**WORK TASK A**
List every person the Orbis profile of Dr. Doreen Frimpong below refers to by the title "Dr."
**WORK TASK B**
Carry on the Orbis profile of Dr. Doreen Frimpong below, starting after its final sentence.
(TEXT FOR ANALYSIS)
Dr. Doreen Frimpong: Pediatric Ophthalmologist & Child Eye Health Hero | Orbis

Dr. Doreen Frimpong: Pediatric Ophthalmologist & Child Eye Health Hero

Dr. Frimpong is an eye health hero we’ve been working side-by-side with since 2017. She heads up the pediatric department at our partner hospital, Komfo Anokye Teaching Hospital (KATH), in Ghana and has been working hard to save sight on the frontlines of the COVID-19 pandemic.

In May 2021, our amazing team hosted the first-ever VIRTUAL Flying Eye Hospital training program, ensuring partners like Dr. Frimpong can continue to share skills and access training, even in the middle of a pandemic.

Thanks to our history of innovation, we were prepared to pivot much of our training to online via our telemedicine platform, Cybersight. Dr. Frimpong and her colleagues have therefore been able to remotely attend additional training and skills sharing that will help improve access to eye care in Ghana for years to come.

We caught up with her and one of her Orbis mentors, Dr. Jamie Brandt, to find out more about her relationship with Orbis, as well as fighting blindness in Ghana throughout the pandemic.

Training Experiences With Orbis

Dr. Frimpong’s relationship with Orbis goes back to 2017 when we, and long-time Orbis Volunteer Faculty pediatric glaucoma specialist, Dr. Jamie Brandt, facilitated a fellowship opportunity in the United States for her and her colleague, Dr. Angelina Ampong.

This remarkable opportunity, with help from Orbis supporters, involved spending two weeks in a wet lab practicing surgical skills with pediatric glaucoma “guru”, Dr. Alana Grajewski at the Bascom Palmer Eye Institute in Florida. The pair then attended the 2017 AAO conference in Chicago, followed by a stop in Sacramento, California to spend 10 days with Dr. Brandt at UC Davis, one of the most prestigious public universities in the world.
(End TEXT FOR ANALYSIS)
(DATA LISTING)
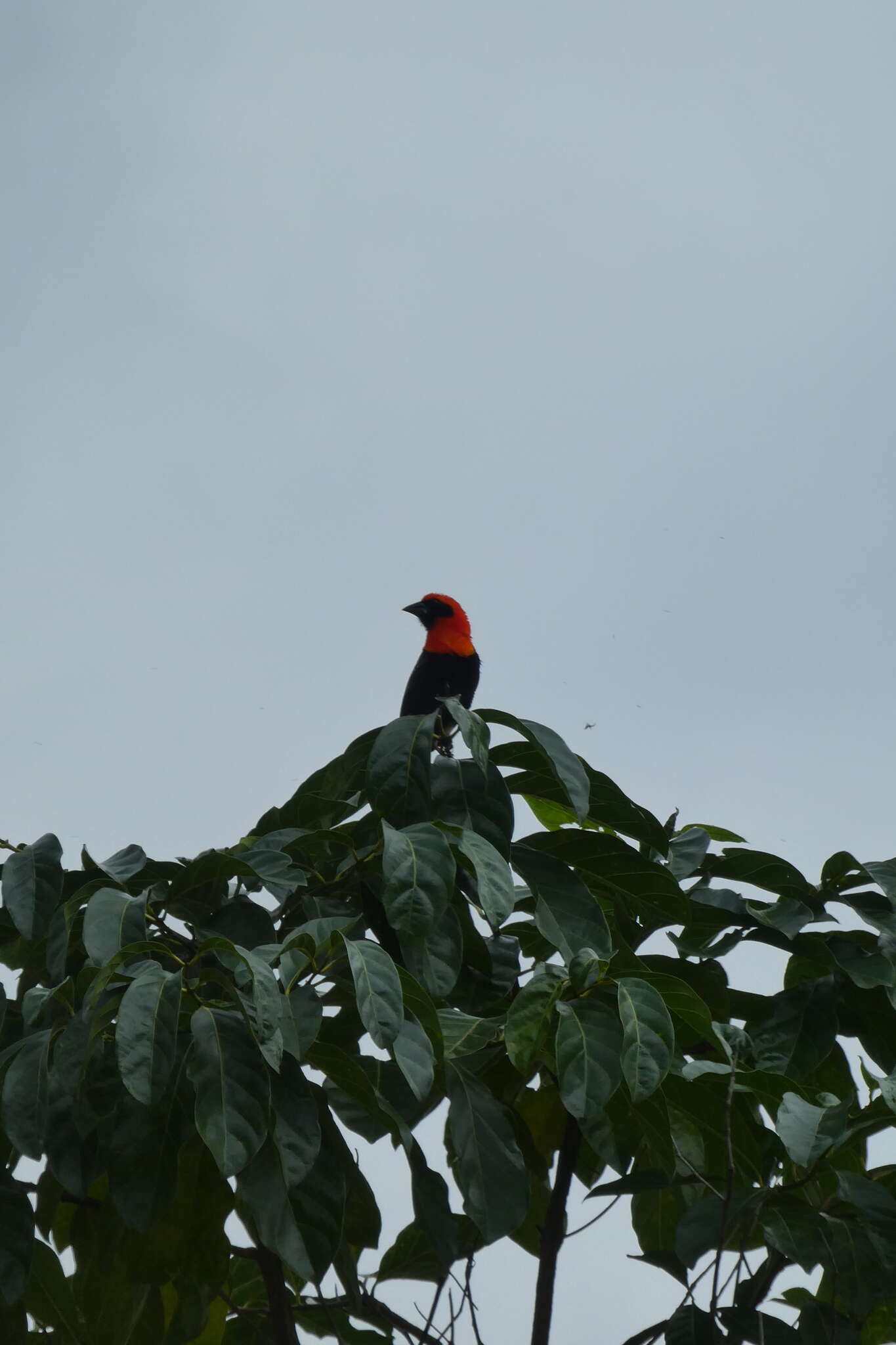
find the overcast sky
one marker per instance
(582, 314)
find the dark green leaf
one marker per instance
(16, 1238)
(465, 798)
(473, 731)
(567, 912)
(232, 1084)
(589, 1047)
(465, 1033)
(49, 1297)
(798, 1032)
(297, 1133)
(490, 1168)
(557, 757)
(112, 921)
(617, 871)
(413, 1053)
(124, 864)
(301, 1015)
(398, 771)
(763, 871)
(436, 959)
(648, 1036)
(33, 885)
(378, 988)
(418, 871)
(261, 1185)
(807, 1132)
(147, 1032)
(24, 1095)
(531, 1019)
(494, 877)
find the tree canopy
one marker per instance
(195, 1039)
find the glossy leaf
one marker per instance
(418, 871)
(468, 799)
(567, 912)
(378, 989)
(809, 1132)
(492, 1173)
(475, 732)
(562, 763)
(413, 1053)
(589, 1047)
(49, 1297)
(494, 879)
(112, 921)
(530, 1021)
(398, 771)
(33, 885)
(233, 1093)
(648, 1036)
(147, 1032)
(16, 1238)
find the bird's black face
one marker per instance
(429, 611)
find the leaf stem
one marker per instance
(End DATA LISTING)
(DATA LISTING)
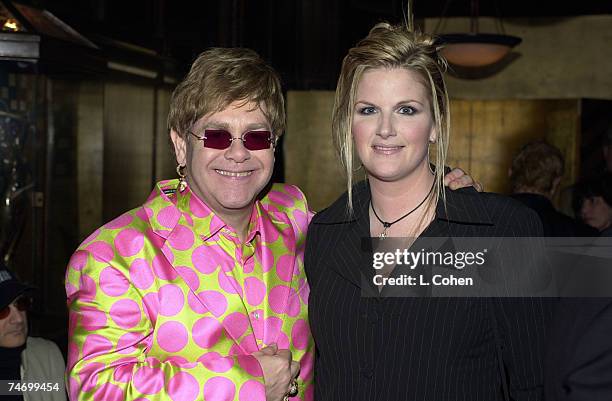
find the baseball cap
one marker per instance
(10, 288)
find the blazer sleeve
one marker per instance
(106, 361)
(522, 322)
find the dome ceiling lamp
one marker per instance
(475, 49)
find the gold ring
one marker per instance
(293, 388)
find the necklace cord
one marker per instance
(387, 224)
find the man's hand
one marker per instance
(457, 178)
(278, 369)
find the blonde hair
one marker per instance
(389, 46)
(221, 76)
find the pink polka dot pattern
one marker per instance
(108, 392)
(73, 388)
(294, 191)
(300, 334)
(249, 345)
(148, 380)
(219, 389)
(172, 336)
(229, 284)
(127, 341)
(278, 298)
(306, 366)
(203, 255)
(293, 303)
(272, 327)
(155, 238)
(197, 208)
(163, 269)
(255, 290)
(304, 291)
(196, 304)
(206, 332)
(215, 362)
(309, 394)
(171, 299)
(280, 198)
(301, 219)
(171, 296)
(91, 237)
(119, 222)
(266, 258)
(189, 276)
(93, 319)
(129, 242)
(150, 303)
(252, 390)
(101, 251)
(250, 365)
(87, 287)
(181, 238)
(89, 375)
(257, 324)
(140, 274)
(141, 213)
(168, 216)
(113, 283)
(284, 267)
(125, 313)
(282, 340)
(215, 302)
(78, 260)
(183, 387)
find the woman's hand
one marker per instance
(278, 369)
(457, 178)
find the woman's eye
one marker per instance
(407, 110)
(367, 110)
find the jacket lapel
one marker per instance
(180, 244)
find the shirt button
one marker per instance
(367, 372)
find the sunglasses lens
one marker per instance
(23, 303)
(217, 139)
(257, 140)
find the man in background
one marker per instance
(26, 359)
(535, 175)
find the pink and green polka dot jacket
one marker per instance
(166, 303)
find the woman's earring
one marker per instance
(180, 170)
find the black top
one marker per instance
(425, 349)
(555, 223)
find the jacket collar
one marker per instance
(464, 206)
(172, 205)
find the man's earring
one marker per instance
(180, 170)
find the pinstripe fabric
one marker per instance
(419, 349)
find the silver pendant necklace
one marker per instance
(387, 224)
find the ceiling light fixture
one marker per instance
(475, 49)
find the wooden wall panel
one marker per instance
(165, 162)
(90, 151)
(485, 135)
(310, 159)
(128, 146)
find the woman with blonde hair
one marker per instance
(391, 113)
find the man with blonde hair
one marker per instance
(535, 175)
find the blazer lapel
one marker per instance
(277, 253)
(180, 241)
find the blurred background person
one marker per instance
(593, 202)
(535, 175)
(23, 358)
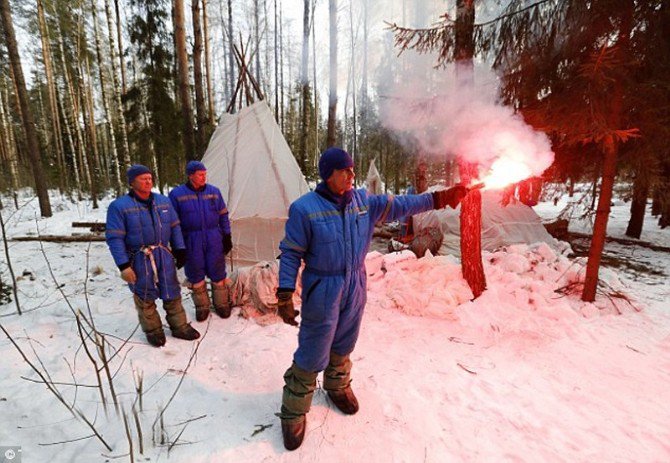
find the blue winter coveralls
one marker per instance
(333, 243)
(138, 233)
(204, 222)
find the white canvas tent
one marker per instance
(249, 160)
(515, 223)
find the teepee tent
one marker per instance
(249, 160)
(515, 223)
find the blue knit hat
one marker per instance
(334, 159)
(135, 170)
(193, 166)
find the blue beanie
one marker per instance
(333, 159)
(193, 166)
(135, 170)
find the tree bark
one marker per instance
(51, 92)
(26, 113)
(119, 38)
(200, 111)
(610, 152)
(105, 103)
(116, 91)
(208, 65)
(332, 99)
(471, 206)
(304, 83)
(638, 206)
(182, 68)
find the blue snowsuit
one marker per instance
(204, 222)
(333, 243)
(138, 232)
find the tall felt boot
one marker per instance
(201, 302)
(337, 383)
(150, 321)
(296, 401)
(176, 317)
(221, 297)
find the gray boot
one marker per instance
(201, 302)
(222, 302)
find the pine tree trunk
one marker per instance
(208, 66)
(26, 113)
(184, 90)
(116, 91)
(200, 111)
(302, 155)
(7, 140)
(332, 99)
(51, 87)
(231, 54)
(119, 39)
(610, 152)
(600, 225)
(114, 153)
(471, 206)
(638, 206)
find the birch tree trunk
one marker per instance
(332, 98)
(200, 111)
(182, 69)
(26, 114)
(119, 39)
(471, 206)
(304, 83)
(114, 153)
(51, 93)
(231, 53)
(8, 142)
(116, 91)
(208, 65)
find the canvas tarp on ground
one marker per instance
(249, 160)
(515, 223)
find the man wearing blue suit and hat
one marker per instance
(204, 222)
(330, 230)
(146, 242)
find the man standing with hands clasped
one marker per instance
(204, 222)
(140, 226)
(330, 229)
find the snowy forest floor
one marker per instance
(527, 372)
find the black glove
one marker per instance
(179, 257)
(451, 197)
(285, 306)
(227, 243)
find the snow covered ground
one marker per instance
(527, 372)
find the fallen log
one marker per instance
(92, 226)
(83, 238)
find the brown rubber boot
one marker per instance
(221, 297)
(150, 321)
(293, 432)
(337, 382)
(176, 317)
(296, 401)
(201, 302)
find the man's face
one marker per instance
(End DATA LISTING)
(DATA LISTING)
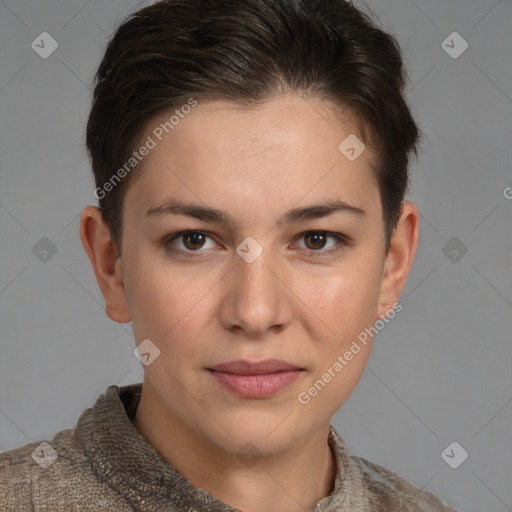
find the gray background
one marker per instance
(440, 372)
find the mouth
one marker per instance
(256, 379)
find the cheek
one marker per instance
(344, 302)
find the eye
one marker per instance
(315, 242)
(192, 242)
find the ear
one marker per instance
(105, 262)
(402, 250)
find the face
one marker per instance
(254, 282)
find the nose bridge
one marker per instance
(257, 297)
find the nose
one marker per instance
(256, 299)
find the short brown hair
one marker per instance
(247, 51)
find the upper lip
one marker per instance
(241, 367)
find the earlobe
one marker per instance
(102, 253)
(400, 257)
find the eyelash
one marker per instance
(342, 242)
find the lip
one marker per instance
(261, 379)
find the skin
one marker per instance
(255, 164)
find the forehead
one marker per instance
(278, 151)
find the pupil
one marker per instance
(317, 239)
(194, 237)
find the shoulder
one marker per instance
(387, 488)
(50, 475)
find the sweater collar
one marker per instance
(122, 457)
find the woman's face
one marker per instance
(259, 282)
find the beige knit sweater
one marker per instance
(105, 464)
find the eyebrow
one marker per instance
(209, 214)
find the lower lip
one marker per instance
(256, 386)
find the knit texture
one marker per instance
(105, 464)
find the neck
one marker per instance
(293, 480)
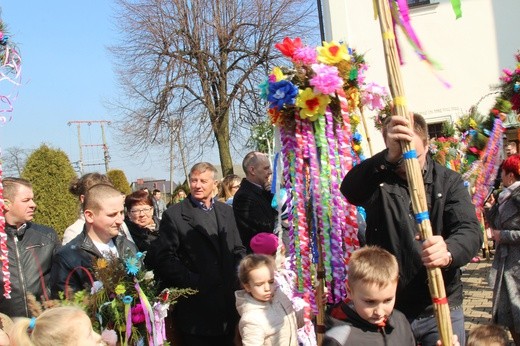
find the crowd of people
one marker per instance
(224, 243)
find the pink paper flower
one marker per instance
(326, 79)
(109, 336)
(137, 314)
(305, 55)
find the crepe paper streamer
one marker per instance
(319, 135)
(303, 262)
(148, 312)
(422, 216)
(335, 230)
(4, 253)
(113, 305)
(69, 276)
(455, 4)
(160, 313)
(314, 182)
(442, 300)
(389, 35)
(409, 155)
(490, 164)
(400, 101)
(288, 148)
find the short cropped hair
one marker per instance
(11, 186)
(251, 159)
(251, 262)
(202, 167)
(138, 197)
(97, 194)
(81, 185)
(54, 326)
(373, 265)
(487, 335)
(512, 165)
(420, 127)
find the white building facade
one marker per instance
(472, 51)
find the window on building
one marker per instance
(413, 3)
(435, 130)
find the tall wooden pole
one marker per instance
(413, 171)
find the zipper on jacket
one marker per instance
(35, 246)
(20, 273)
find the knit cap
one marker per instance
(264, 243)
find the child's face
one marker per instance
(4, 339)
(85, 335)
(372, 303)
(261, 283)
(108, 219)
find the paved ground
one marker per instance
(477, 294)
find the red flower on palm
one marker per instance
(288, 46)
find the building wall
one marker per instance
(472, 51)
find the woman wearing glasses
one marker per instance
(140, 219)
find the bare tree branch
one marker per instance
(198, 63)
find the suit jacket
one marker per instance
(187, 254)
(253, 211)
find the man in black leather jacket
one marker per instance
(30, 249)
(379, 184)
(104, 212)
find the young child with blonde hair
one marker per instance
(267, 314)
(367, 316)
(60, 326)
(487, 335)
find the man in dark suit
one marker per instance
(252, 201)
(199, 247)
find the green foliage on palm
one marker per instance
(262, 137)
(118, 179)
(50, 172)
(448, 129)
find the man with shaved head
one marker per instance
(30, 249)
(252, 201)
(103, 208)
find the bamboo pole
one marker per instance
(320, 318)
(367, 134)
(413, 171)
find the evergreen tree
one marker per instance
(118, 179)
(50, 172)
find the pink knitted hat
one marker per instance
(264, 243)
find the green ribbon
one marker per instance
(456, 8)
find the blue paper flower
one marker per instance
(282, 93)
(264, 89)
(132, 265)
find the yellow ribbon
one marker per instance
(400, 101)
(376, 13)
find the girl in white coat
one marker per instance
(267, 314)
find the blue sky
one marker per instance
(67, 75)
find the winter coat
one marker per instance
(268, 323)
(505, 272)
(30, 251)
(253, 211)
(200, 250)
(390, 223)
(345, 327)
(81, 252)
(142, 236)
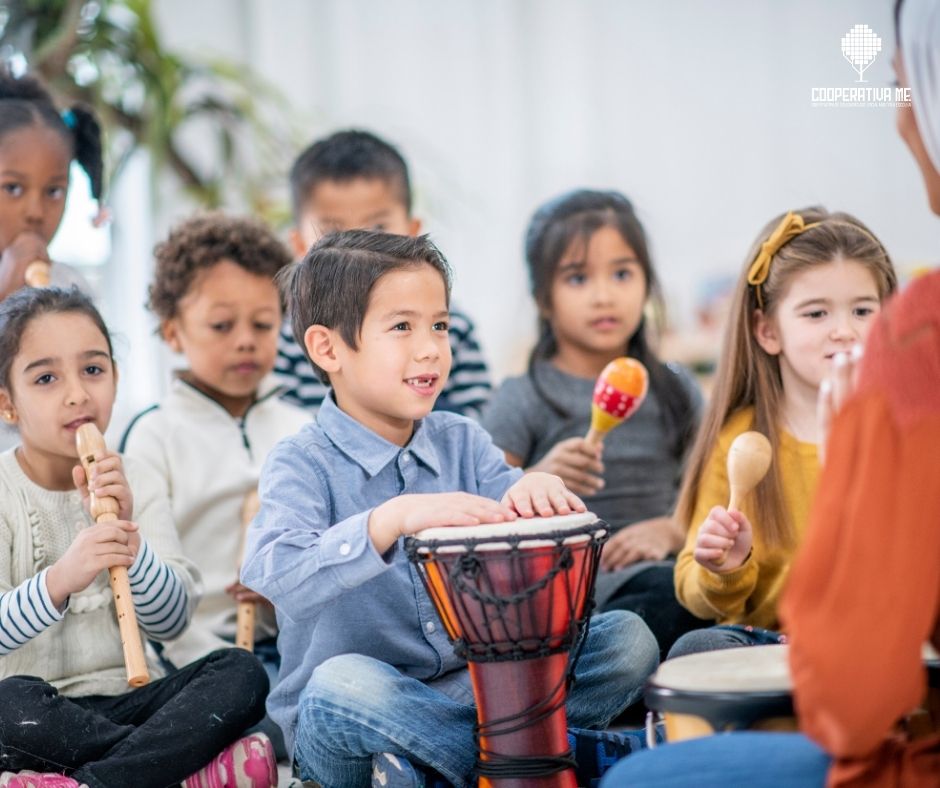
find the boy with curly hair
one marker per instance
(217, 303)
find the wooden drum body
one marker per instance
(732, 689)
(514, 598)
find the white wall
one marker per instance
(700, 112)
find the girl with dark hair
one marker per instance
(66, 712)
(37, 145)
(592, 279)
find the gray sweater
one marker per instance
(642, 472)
(End DATA LISTING)
**OUTPUT A**
Dr. Doreen Frimpong
Dr. Jamie Brandt
Dr. Angelina Ampong
Dr. Alana Grajewski

**OUTPUT B**
In 2019, Dr. Frimpong, Dr. Ampong and Dr. Brandt reunited for a hospital-based training program, this time in Kumasi, Ghana. As Dr. Brandt put it, the goal of the program was to "bring both of these eye doctors into the fold along with other leading sub-specialists in pediatric ophthalmology.”

Dr. Doreen Frimpong

PEDIATRIC OPHTHALMOLOGIST, KOMFO ANOKYE TEACHING HOSPITAL

The unique­ness is the Orbis com­mit­ment — you can see the love and the com­mit­ment that vol­un­teers and staff have for the job in terms of train­ing peo­ple to be like them so that we can deliv­er and help others.”
Dr. Doreen Frimpong, Pediatric Ophthalmologist, KATH, Kumasi, Ghana

Dr. Frimpong (centre) with mentor and Orbis Volunteer Faculty, Dr. Jamie Brandt (UC Davis, USA) on right and Dr. Brandt's fellow on left.

As a long-time Orbis Volunteer Faculty member, Dr. Brandt has a unique perspective on the importance of training our partners. He added: “For me, as a diehard academic who wouldn’t be in medicine if not for the teaching part, Orbis provides the ability to create new colleagues and support them through their practice.

“Dr. Frimpong and Dr. Ampong are fine examples whom I’ve helped bring on board into the larger community of pediatric glaucoma specialists. It’s an incredibly rewarding feeling to know that I’ve trained people to do pediatric glaucoma on multiple continents.”

Dr. Frimpong’s Commitment

Speaking on the subject of how out partner hospital, KATH, were forced to adapt to continue the delivery of eye health services during the pandemic, Dr. Frimpong said: “During the COVID era, we had to strategize. Initially we were not doing any cases. But then we realized that we needed to find some way to continue. We started doing a few cases – maybe two or three a week.

“But now we are trying to put all the protocols in place when it comes to COVID-19. We are back on track now, but we do have a backlog. We have about 100 people on the waiting list. So, as you can imagine, it has really affected the clinic.”

We asked Dr. Frimpong where she sees herself in five years. She said. “I wish that the pediatric ophthalmologists here will be well equipped enough for us to be able to do all kinds of services that we are supposed to do for our patients. Because sometimes it's not even that. We are limited in terms of consumables and then other logistics."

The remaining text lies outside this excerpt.